▶ **EXTRACT PROVIDED**
Originally published
Originally published: 8/1/2009

Reforms will bring changes for contractors.

Every contractor should be watching what is happening with healthcare costs. If you already provide employee health insurance, you are well aware of how rising insurance premiums affect your business. If you are not providing employee health insurance, you need to learn about cost-effective ways of doing so. The majority of healthcare-reform proposals being discussed by Congress include either a requirement that employers provide coverage or, alternatively, a requirement that employers who do not provide coverage pay additional taxes.

Currently, employers don’t have to provide health insurance coverage to any employee, and if they provide health insurance, the law permits it to be provided on a discriminatory basis. Thus, insurance may be extended only to certain groups or categories of employees.

Unfortunately, while the law permits you to discriminate with respect to health insurance coverage, insurance companies may not permit this. Many insurers require employers, particularly small employers, to offer health insurance to most or all of their employees. They do this to protect against “adverse selection,” the phenomenon of “sick” individuals (heavy users of services) purchasing coverage while healthy individuals do not.

▶ **PROBLEM TO WORK ON**
Quote the article on healthcare reform for contractors word for word, starting at "Currently, employers don’t" and ending after "categories of employees.".

▶ **STORED DATA**
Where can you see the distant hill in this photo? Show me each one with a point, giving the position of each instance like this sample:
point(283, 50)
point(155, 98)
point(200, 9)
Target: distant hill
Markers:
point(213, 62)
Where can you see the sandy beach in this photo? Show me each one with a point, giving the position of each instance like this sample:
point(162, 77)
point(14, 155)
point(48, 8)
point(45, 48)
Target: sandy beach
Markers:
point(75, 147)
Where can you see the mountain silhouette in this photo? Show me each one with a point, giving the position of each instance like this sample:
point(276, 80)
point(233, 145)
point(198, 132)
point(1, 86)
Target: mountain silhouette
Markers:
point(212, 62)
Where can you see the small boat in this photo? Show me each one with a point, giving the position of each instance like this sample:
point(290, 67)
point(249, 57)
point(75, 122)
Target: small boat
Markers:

▶ **ANSWER TO THIS PROBLEM**
Currently, employers don’t have to provide health insurance coverage to any employee, and if they provide health insurance, the law permits it to be provided on a discriminatory basis. Thus, insurance may be extended only to certain groups or categories of employees.